• _Selected passage_

Children's Health in London and Luton (CHILL)

Strong evidence links urban air pollution to restrictions in children's lung growth and development and other adverse effects, including increases in respiratory and allergy symptoms, respiratory infections, asthma, and health care use. Effective interventions are urgently needed that reduce air pollution and improve child health. Low Emission Zones (LEZ) are becoming widespread but are expensive to implement and of unproven health benefit. London has some of the worst air pollution in Europe. London's Ultra Low Emission Zone (ULEZ) is the central component of London's air quality strategy. Its implementation provides a unique opportunity to test the impact of a city-wide LEZ on children's health.

The intervention:

The ULEZ is an area within which all vehicles must meet exhaust emission standards or pay a daily charge to travel. It will be implemented and paid for by Transport for London. Starting in 2019, the ULEZ will initially cover London's central Congestion Charging Zone, an area bounded by the London Inner Ring Road, that includes the City of London plus adjacent areas of eight radially adjoining Boroughs. It is projected to deliver for central London by 2020 emission reductions of -49% for NOx; - 47% for NO2; and -11% for PM10. Subject to consultation, the ULEZ will subsequently extend to include an inner London area (within London's North and South Circular roads), and a London-wide area, for heavy vehicles only.

Questions:

1. What is the impact of the ULEZ on children's lung growth (the primary outcome)?
2. What is the impact of the ULEZ on secondary outcomes, including self-reported symptoms, respiratory infection, health care use and costs?
3. Does the ULEZ reduce health inequalities? 4) Is the ULEZ good value for money?

• _Excerpted records_
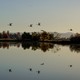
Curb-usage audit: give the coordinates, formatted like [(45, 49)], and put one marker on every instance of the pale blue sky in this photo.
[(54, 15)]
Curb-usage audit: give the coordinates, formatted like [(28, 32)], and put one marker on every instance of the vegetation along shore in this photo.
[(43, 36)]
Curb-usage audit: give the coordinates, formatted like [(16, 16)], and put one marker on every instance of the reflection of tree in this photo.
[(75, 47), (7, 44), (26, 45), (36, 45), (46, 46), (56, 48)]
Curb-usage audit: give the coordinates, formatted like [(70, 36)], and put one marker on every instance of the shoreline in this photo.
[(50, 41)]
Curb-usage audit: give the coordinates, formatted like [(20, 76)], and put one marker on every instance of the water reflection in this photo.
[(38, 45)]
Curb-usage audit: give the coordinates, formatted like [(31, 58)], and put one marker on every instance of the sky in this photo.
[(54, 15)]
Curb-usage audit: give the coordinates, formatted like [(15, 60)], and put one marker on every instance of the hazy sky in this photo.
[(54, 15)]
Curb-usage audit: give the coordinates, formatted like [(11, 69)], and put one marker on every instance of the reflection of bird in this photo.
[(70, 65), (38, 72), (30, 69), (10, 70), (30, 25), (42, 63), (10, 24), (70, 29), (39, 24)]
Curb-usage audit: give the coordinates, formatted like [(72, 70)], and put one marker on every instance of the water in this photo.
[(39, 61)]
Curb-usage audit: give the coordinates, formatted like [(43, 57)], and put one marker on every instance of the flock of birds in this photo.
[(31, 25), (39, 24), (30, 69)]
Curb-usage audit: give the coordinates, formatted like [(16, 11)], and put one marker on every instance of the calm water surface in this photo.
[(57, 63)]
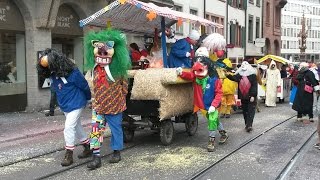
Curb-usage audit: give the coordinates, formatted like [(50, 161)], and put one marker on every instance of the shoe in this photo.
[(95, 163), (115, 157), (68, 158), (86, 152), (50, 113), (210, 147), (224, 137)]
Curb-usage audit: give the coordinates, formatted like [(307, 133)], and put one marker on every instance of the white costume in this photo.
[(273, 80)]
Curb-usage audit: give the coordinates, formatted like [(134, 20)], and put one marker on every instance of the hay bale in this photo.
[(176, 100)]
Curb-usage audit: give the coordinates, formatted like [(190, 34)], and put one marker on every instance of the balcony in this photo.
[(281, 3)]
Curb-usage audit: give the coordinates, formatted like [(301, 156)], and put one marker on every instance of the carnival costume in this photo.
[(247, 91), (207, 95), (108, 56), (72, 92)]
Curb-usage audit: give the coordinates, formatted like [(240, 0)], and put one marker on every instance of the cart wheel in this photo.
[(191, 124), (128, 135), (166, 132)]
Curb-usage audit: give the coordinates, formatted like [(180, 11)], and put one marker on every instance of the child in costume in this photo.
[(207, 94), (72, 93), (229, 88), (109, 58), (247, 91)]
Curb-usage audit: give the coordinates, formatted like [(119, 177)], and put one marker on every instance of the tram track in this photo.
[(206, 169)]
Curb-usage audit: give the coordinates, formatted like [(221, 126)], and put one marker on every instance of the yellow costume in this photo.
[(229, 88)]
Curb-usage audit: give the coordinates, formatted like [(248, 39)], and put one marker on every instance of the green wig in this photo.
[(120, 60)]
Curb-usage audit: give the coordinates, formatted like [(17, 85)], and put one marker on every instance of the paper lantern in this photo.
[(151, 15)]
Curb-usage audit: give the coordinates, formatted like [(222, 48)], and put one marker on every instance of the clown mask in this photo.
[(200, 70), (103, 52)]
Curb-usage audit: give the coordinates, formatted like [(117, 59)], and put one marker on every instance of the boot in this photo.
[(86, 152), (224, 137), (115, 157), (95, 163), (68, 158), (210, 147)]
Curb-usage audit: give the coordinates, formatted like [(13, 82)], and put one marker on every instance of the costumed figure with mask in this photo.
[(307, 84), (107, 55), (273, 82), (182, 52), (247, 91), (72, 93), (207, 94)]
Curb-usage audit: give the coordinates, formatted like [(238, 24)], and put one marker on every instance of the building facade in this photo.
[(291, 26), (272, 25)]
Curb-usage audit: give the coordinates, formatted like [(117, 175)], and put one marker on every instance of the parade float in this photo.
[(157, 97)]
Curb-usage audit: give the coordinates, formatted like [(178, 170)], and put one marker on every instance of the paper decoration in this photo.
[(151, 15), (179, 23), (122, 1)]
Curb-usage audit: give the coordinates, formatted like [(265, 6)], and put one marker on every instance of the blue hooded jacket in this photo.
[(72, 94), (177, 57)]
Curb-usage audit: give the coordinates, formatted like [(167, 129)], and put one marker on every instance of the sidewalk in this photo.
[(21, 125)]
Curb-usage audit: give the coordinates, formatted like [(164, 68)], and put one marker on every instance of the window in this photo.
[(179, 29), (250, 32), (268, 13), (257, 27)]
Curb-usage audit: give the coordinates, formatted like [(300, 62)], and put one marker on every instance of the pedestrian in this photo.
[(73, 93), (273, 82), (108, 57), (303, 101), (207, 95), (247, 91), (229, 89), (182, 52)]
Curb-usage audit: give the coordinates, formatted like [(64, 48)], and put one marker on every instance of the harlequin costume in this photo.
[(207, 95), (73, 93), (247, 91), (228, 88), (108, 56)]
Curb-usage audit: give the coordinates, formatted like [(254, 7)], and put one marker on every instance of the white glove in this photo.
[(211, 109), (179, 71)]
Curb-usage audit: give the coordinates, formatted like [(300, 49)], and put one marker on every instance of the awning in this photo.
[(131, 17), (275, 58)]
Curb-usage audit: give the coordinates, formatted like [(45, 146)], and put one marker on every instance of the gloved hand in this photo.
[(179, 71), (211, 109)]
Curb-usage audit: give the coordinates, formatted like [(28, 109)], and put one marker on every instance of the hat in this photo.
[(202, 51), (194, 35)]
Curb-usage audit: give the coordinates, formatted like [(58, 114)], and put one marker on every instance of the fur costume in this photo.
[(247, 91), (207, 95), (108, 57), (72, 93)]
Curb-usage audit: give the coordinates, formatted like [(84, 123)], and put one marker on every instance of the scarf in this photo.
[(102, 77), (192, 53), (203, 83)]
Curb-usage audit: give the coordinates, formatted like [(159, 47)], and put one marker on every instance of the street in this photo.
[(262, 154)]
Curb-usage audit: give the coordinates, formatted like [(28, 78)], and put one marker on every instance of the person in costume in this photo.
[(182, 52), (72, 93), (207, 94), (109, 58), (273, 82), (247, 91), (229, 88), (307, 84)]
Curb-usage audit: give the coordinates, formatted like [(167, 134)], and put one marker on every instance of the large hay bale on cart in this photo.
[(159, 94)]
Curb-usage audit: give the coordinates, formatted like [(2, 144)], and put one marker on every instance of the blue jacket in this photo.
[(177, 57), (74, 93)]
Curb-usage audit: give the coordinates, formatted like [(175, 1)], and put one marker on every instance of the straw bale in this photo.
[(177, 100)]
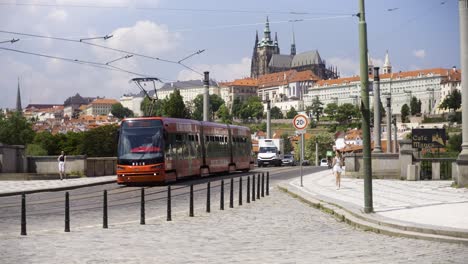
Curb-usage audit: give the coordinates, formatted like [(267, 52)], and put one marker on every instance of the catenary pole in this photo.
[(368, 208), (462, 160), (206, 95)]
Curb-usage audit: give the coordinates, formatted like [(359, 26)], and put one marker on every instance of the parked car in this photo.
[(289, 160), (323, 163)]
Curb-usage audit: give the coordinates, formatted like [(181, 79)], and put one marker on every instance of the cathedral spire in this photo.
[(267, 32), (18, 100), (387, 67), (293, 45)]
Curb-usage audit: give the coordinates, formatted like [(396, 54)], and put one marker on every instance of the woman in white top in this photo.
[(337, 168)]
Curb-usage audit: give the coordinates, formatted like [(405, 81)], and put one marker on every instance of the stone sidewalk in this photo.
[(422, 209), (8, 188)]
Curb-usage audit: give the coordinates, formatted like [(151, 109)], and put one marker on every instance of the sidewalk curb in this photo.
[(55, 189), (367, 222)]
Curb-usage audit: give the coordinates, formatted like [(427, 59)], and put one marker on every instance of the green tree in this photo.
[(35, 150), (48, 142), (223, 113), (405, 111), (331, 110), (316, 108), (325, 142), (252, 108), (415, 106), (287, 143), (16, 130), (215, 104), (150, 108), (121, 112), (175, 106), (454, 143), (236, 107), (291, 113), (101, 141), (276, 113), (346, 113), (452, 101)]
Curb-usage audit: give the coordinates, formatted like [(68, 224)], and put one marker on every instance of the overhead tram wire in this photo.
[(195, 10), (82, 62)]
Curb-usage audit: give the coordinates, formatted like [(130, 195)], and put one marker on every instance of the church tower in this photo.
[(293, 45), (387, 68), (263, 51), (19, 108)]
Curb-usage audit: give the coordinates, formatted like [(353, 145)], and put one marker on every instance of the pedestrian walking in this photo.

• _Complete the following_
- A) In the passage on the CHILL study, what NOx emission reduction is the ULEZ projected to deliver for central London by 2020?
- B) Carry on with the passage on the CHILL study, picking up after its last sentence.
The rows are not needed for this.

• _Responses per task_
- A) -49%

- B)
Study design:

Quasi-experimental study using a parallel cohort design. Population: 1520 children aged 6-9 yrs old, recruited in 26 London primary schools (school years 2, 3 and 4) in London's Central Ultra Low Emission Zone. Intervention: Ultra Low Emission Zone Comparison: 1520 children aged 6-9 yrs old, recruited in 26 primary schools (school years 2, 3 and 4) in Luton, matched for ethnicity, deprivation and baseline air quality.

Outcome: PRIMARY: Lung function growth (post-bronchodilator forced expiratory volume in one second (FEV1) measured by high quality spirometry at sequential annual school visits over four years. SECONDARY: Forced vital capacity (FVC), exhaled nitric oxide (FeNO), quality of life, respiratory infections, health care use, health costs.

Sample size:

To detect a 15ml/year FEV1 difference between central and outer London cohorts at 90% power and 0.05 significance requires children in each cohort, inflated to allow for clustering effect of schools, spirometry success, child and school attrition, and pre-specified sub group analyses, giving a total of 3120 children (60 children from 26 schools in each cohort).

Duration: 6 years Air quality data: Modeled exposures by London Air Quality Network Data management: NIHR accredited Pragmatic Clinical Trials Unit Analysis: Interaction analysis controlling for effect modifiers (eg passive smoke; ethnicity); health economic cost consequence analysis.